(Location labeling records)
________________________________________

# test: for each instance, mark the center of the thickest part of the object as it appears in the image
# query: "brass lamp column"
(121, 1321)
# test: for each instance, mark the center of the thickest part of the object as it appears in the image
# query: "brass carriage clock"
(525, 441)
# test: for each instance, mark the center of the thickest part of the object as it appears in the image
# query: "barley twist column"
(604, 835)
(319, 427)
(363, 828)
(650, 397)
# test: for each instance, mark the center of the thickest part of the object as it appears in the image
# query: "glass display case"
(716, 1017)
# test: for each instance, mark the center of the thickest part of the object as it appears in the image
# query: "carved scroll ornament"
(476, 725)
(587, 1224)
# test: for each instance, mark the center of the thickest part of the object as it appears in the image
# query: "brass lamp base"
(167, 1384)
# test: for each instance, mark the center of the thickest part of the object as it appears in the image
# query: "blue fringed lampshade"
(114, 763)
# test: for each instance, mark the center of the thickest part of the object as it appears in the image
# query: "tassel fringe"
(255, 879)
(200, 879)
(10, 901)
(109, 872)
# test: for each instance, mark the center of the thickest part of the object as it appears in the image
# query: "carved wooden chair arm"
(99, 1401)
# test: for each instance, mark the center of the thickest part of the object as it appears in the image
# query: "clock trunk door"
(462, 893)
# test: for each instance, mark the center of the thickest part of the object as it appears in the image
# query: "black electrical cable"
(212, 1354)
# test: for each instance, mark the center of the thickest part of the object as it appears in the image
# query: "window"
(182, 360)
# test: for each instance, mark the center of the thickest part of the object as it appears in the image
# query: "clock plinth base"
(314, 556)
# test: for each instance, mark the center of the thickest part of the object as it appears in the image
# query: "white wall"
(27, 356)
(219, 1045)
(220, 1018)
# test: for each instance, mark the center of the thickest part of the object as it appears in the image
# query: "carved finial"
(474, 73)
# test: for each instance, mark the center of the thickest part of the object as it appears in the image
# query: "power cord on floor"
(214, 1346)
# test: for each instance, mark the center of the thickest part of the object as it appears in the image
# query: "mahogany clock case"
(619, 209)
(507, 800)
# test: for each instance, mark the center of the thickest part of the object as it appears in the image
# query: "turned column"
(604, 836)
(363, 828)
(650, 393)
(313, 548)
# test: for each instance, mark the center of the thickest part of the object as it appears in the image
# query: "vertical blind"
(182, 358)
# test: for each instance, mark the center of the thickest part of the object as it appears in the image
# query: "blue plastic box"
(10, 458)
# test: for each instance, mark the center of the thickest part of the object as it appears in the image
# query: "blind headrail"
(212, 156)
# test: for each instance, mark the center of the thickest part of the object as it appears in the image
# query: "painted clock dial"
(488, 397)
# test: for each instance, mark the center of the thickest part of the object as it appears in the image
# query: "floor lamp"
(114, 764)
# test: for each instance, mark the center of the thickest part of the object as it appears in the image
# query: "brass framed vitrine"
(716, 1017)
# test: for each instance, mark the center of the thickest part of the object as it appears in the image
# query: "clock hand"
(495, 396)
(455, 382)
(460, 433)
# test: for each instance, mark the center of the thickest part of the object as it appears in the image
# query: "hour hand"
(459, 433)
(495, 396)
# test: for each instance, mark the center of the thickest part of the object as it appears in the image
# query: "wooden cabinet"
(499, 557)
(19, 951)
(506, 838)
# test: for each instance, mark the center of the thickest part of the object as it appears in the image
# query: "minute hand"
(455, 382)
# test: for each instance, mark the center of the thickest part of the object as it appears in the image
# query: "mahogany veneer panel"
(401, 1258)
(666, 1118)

________________________________________

Retype the data exactly as given.

# test: for each instance, mark the center of the thickest part of the object as it appears in the image
# query: "brass lamp column"
(121, 1321)
# test: for each instance, mark the center of the thickest part of the object as it appears in the image
# query: "brass carriage clock"
(525, 441)
# test: for each instance, mark the center of the thickest part of the object as it appears in the image
# query: "barley twist column"
(604, 835)
(319, 427)
(363, 828)
(650, 397)
# test: for each instance, mark the center of the thickest part of the object as it appears in the image
# query: "glass display case"
(716, 1017)
# test: for each instance, mark the center of the thickest part of the object as it appears in the image
# query: "carved scroll ornament"
(476, 725)
(587, 1224)
# test: for each instance, mark the center of the thickest part of the object as it appears in the image
# query: "brass lamp base"
(167, 1384)
# test: for each instance, mark the center of the thickest part of the object as it appears in the image
# query: "blue fringed lampshade"
(114, 763)
# test: for each instance, mark the center of the thickest part of the object as it appears in the image
# query: "tassel fringe"
(255, 879)
(200, 879)
(10, 901)
(109, 872)
# test: for each instance, mark the center of the thickest part of the object as it appears in the image
# query: "carved wooden chair arm"
(99, 1401)
# test: for each instance, mark the center of the thickest part of the object as it appears in the image
# query: "clock trunk door"
(462, 893)
# test: for each instance, mark the center of the thickest part of the object as it appears in the image
# query: "black electrical cable"
(212, 1354)
# test: for each instance, mark the center of the thickest part of the object as it appears in the image
# query: "window"
(182, 360)
# test: for each instance, mark the center of the thickest part of the object as it appears in the image
# query: "clock plinth base"
(314, 556)
# test: for each instance, mark the center of the thickest part of the object as it appears in the image
# query: "white wall"
(27, 356)
(219, 1045)
(220, 1018)
# test: for each instance, mark the center of the thickest part of the object as it appears in the image
# query: "carved finial"
(474, 73)
# test: for each instance, mark the center of the thickest part of the object as it appears in the image
# query: "power cord on floor"
(214, 1346)
# test: for each instance, mark the center of the thickest part of the object as it appears in the image
# query: "mahogany clock case"
(619, 209)
(507, 800)
# test: for each instance, mark the center of the thickest part of the object as it appears in the image
# query: "turned column"
(604, 836)
(363, 828)
(650, 393)
(313, 548)
# test: for each instance, mark the center of the thickest part of the object as it appears in the image
# query: "vertical blind"
(182, 358)
# test: for each instance, mark the center of the thickest part of the object as it appears in the image
# query: "blue plastic box"
(10, 458)
# test: for each instance, mark the center of the thickest part of the object as it appears in the image
# query: "blind headrail"
(212, 156)
# test: for each instance, mark the center of the thickest part of the object as it appears in the image
# query: "painted clock dial"
(488, 397)
# test: for each instance, mark the center of the thickest part of the object as it appears in the image
# query: "floor lamp"
(114, 764)
# test: for each instance, mark the center of the thickest part of the object as it appears in the image
# query: "brass framed vitrine"
(716, 1017)
# test: for each instance, mark the center of the thickest part of the object as it appears in the image
# query: "clock hand"
(495, 396)
(455, 382)
(460, 433)
# test: for each instance, mark the center of the thickest part of the object as it appears in the image
# query: "hour hand"
(459, 433)
(495, 396)
# test: for each instance, mark the center of the thickest part of the object as it appears in the image
# query: "wooden cabinet"
(499, 557)
(19, 951)
(506, 838)
# test: for each instance, mark the center of the thickest part of the object as it appears in the image
# query: "minute hand"
(455, 382)
# test: for each instance, mark the center of the thickest part of the object as it appears in the image
# query: "mahogany veneer panel"
(401, 1258)
(666, 1118)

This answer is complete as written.